§ DOCUMENT TEXT
/---
## Energy Consumption Analysis


**Business problem statement:**

To better track the energy consumption government is willing to install the smart meters across every household. For this there is some data being collected and this data has to be processed.
It is important to get some basic details on the incoming data in order to figure out the main trends of the energy consumption and figure out the plans ahead.

The first step towards the above is to explore the data and understand the data. 


**Objective:**

As a data engineer, you have to experiment with the incoming data and understand the same. There are a few queries/doubts regarding the data which are given below. You are required to iterate over the data to find the answers to the same.

**Data Description:**

Details on the acorn groups and their profile of the people in the group, it's come from this xlsx spreadsheet(acorn_details.xlsx).The first three columns are the attributes studied, the ACORN-X is the index of the attribute. At a national scale, the index is 100 if for one column the value is 150 it means that there are 1.5 times more people with this attribute in the ACORN group than at the national scale. 

### Import the libraries & Establish the connection to the spark UI

In [1]:
# Import the libraries
import pandas as pd
import numpy as np
from datetime import date, timedelta, datetime
import time
import warnings
warnings.filterwarnings('ignore')
\---
§ TASK INSTRUCTIONS
Copy the entire energy consumption analysis text word for word, without changing anything. The lines have no role in this work.

§ INFORMATION PROVIDED
/---
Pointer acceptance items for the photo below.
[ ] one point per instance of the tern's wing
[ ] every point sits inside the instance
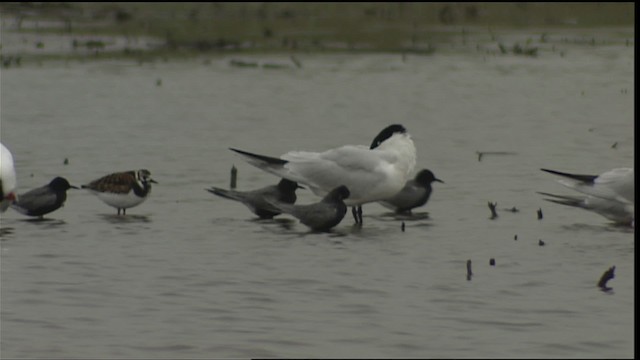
\---
§ SOLUTION TO THIS PROBLEM
## Energy Consumption Analysis


**Business problem statement:**

To better track the energy consumption government is willing to install the smart meters across every household. For this there is some data being collected and this data has to be processed.
It is important to get some basic details on the incoming data in order to figure out the main trends of the energy consumption and figure out the plans ahead.

The first step towards the above is to explore the data and understand the data. 


**Objective:**

As a data engineer, you have to experiment with the incoming data and understand the same. There are a few queries/doubts regarding the data which are given below. You are required to iterate over the data to find the answers to the same.

**Data Description:**

Details on the acorn groups and their profile of the people in the group, it's come from this xlsx spreadsheet(acorn_details.xlsx).The first three columns are the attributes studied, the ACORN-X is the index of the attribute. At a national scale, the index is 100 if for one column the value is 150 it means that there are 1.5 times more people with this attribute in the ACORN group than at the national scale. 

### Import the libraries & Establish the connection to the spark UI

In [1]:
# Import the libraries
import pandas as pd
import numpy as np
from datetime import date, timedelta, datetime
import time
import warnings
warnings.filterwarnings('ignore')